List every line from the one containing "In this picture, where can the tall" through the end of the items below, both ends included, as a numbered list with blank lines omitted.
--------------------
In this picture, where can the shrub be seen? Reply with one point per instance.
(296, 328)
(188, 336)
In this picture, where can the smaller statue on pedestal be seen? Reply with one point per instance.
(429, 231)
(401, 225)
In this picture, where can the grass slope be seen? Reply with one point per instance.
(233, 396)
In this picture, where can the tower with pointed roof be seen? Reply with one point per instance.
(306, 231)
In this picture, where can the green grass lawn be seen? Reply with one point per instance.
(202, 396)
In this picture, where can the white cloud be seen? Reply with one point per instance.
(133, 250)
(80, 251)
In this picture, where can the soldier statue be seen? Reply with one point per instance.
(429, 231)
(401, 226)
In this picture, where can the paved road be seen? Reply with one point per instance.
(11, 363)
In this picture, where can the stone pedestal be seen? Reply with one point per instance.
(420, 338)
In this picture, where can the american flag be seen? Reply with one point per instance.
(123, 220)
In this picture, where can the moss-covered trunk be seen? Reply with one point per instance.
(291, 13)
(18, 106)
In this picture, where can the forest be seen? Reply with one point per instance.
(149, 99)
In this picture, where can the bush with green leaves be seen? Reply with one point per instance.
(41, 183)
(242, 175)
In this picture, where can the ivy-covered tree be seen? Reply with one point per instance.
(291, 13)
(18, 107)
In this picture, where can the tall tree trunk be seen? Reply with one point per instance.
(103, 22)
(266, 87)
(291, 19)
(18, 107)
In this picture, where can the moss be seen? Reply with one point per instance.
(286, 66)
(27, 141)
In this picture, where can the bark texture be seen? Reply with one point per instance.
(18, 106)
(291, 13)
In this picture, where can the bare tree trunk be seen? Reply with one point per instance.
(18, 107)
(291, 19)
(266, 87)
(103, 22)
--------------------
*Task solution*
1. In this picture, where can the tall tree trunk be seen? Reply with one point per instance.
2. (103, 22)
3. (266, 87)
4. (291, 19)
5. (18, 107)
6. In this picture, where can the moss be seen? Reply with one point per instance.
7. (286, 66)
8. (27, 141)
9. In this picture, where can the bark texture be seen? Reply with one point per instance.
10. (18, 106)
11. (291, 13)
12. In this picture, where can the bare tree trunk be seen? Reply with one point per instance.
13. (18, 107)
14. (291, 19)
15. (266, 87)
16. (103, 22)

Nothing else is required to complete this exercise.